··· Records to use
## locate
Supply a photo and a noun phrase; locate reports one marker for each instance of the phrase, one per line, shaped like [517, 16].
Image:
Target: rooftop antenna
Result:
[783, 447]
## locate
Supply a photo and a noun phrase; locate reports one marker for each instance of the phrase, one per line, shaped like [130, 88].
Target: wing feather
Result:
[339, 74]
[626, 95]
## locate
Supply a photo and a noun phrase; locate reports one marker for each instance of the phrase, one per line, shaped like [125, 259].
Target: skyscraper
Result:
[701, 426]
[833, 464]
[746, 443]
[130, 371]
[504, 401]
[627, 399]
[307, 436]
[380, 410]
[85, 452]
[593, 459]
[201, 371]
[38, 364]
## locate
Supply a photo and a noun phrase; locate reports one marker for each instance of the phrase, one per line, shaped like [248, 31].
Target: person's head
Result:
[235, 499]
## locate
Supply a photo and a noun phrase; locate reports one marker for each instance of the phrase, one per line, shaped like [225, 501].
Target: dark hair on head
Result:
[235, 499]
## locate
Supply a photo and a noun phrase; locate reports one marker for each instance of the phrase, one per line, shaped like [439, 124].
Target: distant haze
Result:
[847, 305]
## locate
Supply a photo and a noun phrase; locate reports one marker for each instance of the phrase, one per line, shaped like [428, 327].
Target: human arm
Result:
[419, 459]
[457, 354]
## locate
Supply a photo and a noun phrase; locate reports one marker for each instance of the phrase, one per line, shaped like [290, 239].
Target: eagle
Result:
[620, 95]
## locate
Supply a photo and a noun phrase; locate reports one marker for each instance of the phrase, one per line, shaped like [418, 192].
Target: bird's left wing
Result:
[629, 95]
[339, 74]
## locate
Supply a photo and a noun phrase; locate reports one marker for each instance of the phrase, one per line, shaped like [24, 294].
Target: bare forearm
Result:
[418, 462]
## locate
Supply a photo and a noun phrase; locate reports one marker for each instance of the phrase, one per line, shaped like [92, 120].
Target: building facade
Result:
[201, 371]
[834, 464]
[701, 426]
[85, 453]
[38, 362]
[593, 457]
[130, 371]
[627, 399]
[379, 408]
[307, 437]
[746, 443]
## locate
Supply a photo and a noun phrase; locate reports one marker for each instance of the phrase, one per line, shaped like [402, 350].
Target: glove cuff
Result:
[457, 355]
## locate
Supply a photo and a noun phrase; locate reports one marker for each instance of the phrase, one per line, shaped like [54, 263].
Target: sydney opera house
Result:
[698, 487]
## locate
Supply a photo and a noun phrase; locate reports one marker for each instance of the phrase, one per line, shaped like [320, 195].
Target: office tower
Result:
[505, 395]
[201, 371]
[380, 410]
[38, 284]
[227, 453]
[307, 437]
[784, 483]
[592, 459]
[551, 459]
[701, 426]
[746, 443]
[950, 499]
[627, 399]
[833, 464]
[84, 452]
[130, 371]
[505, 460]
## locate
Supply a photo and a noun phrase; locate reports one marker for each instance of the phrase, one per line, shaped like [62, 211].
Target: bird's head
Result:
······
▶ Problem details
Reproduce each line of the material in which the string "wing" occurs.

▶ Task response
Target: wing feather
Target: bird's left wing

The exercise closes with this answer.